8. Afghanistan terug in de greep van de Taliban

De politieke, ethische en sociale problemen zijn voor marxisten inde neokoloniale wereld anders en complexer dan in de ontwikkelde kapitalistische landen. Dat geldt zeker voor gebieden zoals Afghanistan. Wel zijn een aantal omstandigheden uit de neokoloniale wereld overgeplaatst naar de ‘Eerste’ Wereld door massale migratie. De basis die wij aan het uitbouwen zijn in Pakistan is een belangrijk vertrekpunt om tussen te komen in dit land en in heel de regio. Afghanistan was zogenaamd ‘veilig’ na het uitdrijven van de Taliban door de Amerikaans-Britse invasie na de aanslagen van 11 september. Nu blijkt echter dat de macht van president Karzai – die gesteund wordt door de financiële middelen en de militaire bescherming van de VS, Groot-Brittannië en andere NAVO-landen – niet verder reikt dan de grenzen van de hoofdstad Kaboel. Er waren anti-Westerse rellen en een aantal methoden die doen denken aan Irak (zoals zelfmoordaanslagen) in Afghanistan. In het zuiden en het grensgebied met Pakistan, is er een schaduwbewind van de Taliban. Middeleeuwse barbarij is er teruggekeerd met scholen die plat gebrand worden en vrouwen die geterroriseerd worden en terug in hun huizen worden gedreven.

Ondanks alle beweringen van de Amerikaanse en Britse troepen dat ze de ‘harten en geesten’ aan het winnen zijn (een echo van een gefaald Amerikaans beleid in Vietnam), slagen de troepen er niet in om het land uit haar feodale verleden te halen. Het falen van de missie in Afghanistan blijkt ook uit de toename van de dodentol van Britse en andere NAVO-troepen in het land. Er zijn zoveel middelen van de NAVO in Afghanistan gestopt dat de Financial Times beweerde: “Niet enkel de toekomst van Afghanistan, maar ook die van de NAVO staat hier op het spel”. Britse generaals waarschuwden dat het Britse leger in Irak op zes maanden van de kaart kan geveegd worden. Ze verklaarden tevens dat de meerderheid van de Afghaanse bevolking wel eens voor een heerschappij van de Taliban zou kunnen kiezen als het daardoor ‘vrede’ kan krijgen. De lessen van de geschiedenis van Afghanistan werden niet getrokken door de Britse en Amerikaanse imperialisten. Er is een vraag naar vrede en stabiliteit onder de hard getroffen Afghaanse bevolking. De meerderheid verwerpt de methoden van de Taliban. Maar de krachten achter Karzai zijn een spiegelbeeld van de Taliban. Het is een bont allegaartje van brutale krijgsheren die ook gehaat worden door de bevolking. Een deel van de Afghaanse bevolking steunt de Taliban omdat “de krijgsheren die aan de macht zijn gesteund worden door het buitenland”.
^^^^^^^^^^^^^^^^
# [Uit te voeren taak]
Noem alstublieft alle landen die in de leestekst bij naam worden genoemd. De rijen spelen hierbij geen enkele rol.
^^^^^^^^^^^^^^^^
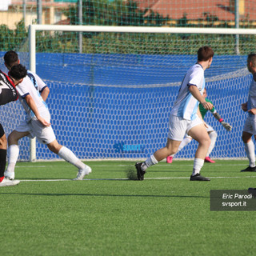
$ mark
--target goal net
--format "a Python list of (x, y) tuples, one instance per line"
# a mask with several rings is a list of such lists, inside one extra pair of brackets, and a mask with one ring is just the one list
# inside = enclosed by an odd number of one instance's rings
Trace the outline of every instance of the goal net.
[[(30, 28), (21, 61), (46, 82), (47, 104), (60, 144), (81, 159), (145, 158), (165, 146), (170, 112), (197, 50), (210, 46), (213, 64), (205, 71), (208, 98), (233, 126), (227, 132), (208, 113), (218, 133), (210, 157), (246, 157), (241, 134), (251, 75), (248, 54), (255, 49), (254, 30), (43, 26)], [(19, 103), (2, 107), (6, 134), (24, 118)], [(192, 158), (192, 142), (177, 158)], [(27, 138), (19, 160), (58, 156)], [(33, 148), (33, 146), (32, 146)], [(32, 154), (32, 155), (31, 155)], [(34, 154), (34, 156), (33, 156)]]

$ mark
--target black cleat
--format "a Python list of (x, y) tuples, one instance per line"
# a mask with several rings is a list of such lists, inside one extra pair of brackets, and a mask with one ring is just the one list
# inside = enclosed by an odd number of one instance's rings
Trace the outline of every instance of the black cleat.
[(190, 181), (198, 181), (198, 182), (210, 182), (210, 178), (206, 177), (201, 176), (200, 174), (196, 174), (194, 176), (190, 176)]
[(145, 170), (142, 170), (142, 162), (136, 162), (135, 167), (137, 170), (137, 177), (139, 181), (142, 181), (144, 179), (144, 174), (146, 174)]
[(256, 171), (256, 166), (254, 167), (250, 167), (248, 166), (247, 168), (244, 169), (244, 170), (241, 170), (242, 172), (243, 171)]

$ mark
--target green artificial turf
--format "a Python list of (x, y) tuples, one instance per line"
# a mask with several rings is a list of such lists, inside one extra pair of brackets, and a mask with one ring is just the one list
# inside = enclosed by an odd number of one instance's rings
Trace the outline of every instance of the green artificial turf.
[(21, 183), (0, 188), (2, 256), (255, 254), (255, 211), (210, 210), (210, 190), (256, 187), (247, 161), (206, 163), (210, 182), (189, 180), (192, 161), (160, 162), (144, 181), (126, 179), (134, 162), (86, 163), (83, 181), (64, 162), (18, 163)]

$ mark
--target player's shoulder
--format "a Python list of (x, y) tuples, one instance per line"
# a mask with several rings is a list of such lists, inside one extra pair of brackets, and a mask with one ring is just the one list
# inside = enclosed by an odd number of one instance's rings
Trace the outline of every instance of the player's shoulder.
[(190, 69), (190, 71), (191, 74), (204, 74), (204, 70), (202, 67), (202, 66), (198, 63), (195, 63), (194, 65), (193, 65)]
[(213, 104), (212, 101), (210, 100), (209, 98), (206, 98), (205, 100), (206, 102), (210, 102), (210, 103)]

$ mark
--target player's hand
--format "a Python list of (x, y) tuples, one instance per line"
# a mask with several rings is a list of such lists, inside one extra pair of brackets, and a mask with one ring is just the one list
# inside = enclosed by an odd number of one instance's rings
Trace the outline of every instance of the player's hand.
[(230, 131), (232, 130), (232, 126), (228, 122), (222, 121), (221, 124), (227, 131)]
[(50, 126), (50, 123), (45, 120), (43, 118), (38, 117), (38, 120), (44, 126)]
[(248, 110), (249, 113), (251, 113), (253, 114), (256, 114), (256, 109), (251, 109)]
[(202, 105), (207, 110), (210, 110), (214, 107), (213, 104), (211, 104), (210, 102), (202, 102)]
[(247, 102), (241, 104), (242, 110), (244, 111), (247, 111)]

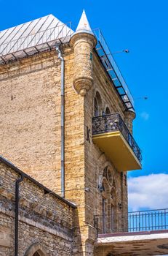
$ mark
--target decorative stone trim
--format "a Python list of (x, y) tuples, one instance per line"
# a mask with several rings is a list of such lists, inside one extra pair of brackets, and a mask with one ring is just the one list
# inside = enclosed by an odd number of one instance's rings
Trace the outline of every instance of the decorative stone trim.
[[(0, 208), (0, 213), (2, 213), (2, 214), (7, 214), (9, 217), (15, 217), (15, 214), (14, 212), (9, 211), (9, 210), (7, 210), (5, 209), (4, 208)], [(28, 219), (28, 218), (25, 218), (25, 217), (20, 217), (20, 215), (19, 215), (19, 221), (20, 222), (24, 222), (25, 224), (28, 224), (31, 226), (33, 226), (33, 227), (37, 227), (37, 228), (39, 228), (40, 230), (43, 230), (43, 231), (45, 231), (47, 233), (49, 233), (50, 234), (52, 234), (52, 235), (55, 235), (55, 236), (59, 236), (61, 238), (63, 238), (63, 239), (65, 239), (65, 240), (68, 240), (68, 241), (71, 241), (72, 239), (71, 238), (70, 238), (68, 236), (66, 236), (65, 234), (63, 234), (61, 232), (59, 232), (57, 230), (55, 230), (52, 228), (50, 228), (50, 227), (46, 227), (45, 225), (39, 223), (39, 222), (34, 222), (33, 220), (32, 219)]]

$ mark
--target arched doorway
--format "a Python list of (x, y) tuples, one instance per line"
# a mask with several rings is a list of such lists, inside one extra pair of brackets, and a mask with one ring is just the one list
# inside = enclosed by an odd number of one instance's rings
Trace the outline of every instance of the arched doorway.
[(47, 254), (40, 244), (35, 243), (27, 249), (24, 256), (47, 256)]

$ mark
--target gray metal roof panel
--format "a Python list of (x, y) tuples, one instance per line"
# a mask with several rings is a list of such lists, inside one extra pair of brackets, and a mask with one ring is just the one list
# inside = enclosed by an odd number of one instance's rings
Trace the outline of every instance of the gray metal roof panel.
[(0, 31), (0, 64), (68, 42), (73, 31), (52, 15)]

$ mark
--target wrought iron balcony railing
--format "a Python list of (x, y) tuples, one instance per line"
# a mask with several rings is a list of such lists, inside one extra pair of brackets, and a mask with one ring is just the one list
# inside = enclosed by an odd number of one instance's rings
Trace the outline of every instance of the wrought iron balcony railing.
[(129, 129), (119, 113), (112, 113), (94, 117), (92, 119), (92, 134), (98, 135), (105, 132), (120, 131), (131, 147), (134, 154), (142, 162), (141, 151), (131, 135)]
[(168, 208), (96, 215), (97, 234), (168, 230)]

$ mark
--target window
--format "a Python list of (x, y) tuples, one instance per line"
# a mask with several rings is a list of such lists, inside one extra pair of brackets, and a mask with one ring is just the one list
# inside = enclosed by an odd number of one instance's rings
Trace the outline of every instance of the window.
^^^^^^^^^^^^^^^^
# [Oplossing]
Afghanistan, Pakistan, de VS, Groot-Brittannië, Irak en Vietnam.